(Task statement):
Replace "Target" with "Object" in the rows running from the line that contains "For the benchmark, mark every instance of the window" through the end of the rows, inclusive. Give back only those lines, with everything else unchanged.

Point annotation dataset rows

[Start]

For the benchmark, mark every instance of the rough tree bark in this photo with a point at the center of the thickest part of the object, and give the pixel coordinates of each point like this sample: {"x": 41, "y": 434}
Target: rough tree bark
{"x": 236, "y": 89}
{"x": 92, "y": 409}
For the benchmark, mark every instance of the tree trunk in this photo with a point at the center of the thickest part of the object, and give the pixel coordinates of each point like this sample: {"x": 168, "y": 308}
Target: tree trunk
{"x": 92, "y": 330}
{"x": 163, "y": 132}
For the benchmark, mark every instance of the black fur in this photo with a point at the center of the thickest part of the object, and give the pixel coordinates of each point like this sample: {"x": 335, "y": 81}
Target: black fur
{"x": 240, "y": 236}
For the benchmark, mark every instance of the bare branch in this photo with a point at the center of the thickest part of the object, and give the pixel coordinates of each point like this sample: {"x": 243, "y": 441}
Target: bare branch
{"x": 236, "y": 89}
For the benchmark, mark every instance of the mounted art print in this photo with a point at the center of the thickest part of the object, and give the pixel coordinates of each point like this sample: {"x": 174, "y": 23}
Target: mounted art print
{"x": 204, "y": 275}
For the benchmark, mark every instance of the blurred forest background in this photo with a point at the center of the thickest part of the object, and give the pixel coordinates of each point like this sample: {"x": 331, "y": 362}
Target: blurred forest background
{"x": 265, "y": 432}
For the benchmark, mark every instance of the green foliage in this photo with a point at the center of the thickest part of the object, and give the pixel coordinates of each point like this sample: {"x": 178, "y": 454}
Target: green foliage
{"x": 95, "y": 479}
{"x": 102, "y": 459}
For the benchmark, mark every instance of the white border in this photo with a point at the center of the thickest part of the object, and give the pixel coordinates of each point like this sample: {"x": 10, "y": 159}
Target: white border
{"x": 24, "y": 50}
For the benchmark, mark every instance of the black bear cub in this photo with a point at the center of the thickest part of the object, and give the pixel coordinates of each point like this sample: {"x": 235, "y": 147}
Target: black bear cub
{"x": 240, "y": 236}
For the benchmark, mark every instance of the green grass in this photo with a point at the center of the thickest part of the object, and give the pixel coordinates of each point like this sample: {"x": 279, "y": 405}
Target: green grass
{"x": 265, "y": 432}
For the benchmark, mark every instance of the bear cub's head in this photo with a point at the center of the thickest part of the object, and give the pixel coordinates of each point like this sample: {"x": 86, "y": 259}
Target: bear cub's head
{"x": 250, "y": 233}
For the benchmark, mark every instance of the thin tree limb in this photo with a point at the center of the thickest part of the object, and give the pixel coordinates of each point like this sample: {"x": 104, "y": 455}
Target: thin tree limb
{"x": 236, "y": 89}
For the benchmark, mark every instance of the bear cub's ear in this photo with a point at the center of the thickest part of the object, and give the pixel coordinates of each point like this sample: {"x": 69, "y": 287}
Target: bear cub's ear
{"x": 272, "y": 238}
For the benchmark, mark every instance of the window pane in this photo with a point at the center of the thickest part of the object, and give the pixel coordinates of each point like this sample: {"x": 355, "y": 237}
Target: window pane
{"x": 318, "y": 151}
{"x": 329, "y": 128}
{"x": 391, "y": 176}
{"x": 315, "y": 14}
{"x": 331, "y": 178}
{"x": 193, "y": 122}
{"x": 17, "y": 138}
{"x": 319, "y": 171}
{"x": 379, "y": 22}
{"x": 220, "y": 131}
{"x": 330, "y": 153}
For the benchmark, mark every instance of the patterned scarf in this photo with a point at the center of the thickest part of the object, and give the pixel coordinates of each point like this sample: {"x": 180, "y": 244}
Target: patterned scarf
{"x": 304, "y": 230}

[End]

(Output below):
For the benchmark, mark every instance of the window pane in this photo with a point at the center of the thickest part of the object, and give the pixel coordinates of each point like this sample: {"x": 355, "y": 237}
Object: window pane
{"x": 318, "y": 151}
{"x": 329, "y": 128}
{"x": 391, "y": 176}
{"x": 315, "y": 14}
{"x": 331, "y": 178}
{"x": 193, "y": 122}
{"x": 17, "y": 138}
{"x": 319, "y": 171}
{"x": 379, "y": 22}
{"x": 220, "y": 131}
{"x": 330, "y": 153}
For the benchmark, mark every instance of the patterned scarf in this photo with a point at the center of the thickest part of the object, and give the pixel coordinates of each point like this sample: {"x": 180, "y": 244}
Object: patterned scarf
{"x": 304, "y": 230}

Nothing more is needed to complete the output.